§ **What is expected**
Before you reproduce the entries that follow, strip out any image they contain and keep the rest exact.

********

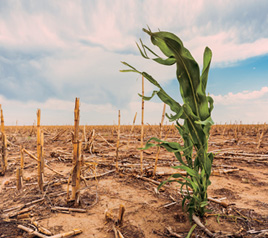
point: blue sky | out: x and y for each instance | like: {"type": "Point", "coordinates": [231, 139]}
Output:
{"type": "Point", "coordinates": [54, 51]}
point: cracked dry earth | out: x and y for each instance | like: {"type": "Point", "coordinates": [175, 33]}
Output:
{"type": "Point", "coordinates": [240, 173]}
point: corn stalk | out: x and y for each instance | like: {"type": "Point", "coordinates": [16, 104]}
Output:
{"type": "Point", "coordinates": [195, 112]}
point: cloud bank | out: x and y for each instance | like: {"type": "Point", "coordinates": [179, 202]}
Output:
{"type": "Point", "coordinates": [54, 51]}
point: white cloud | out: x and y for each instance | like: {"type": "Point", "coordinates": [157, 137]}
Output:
{"type": "Point", "coordinates": [54, 51]}
{"type": "Point", "coordinates": [248, 107]}
{"type": "Point", "coordinates": [60, 112]}
{"type": "Point", "coordinates": [241, 97]}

********

§ **Completed task**
point: blue sky | out: x and y for each instance | like: {"type": "Point", "coordinates": [231, 139]}
Output:
{"type": "Point", "coordinates": [54, 51]}
point: cracked dry earth | out: x and y for each instance | like: {"type": "Point", "coordinates": [175, 33]}
Output:
{"type": "Point", "coordinates": [240, 173]}
point: corn stalk | out: x and y for each instance | like: {"type": "Point", "coordinates": [16, 104]}
Output:
{"type": "Point", "coordinates": [195, 112]}
point: cloud bank | out: x and y for each instance | like: {"type": "Point", "coordinates": [179, 202]}
Output:
{"type": "Point", "coordinates": [54, 51]}
point: white cloud | out: x and y for each instance | like: {"type": "Point", "coordinates": [157, 137]}
Output:
{"type": "Point", "coordinates": [54, 51]}
{"type": "Point", "coordinates": [248, 107]}
{"type": "Point", "coordinates": [60, 112]}
{"type": "Point", "coordinates": [241, 97]}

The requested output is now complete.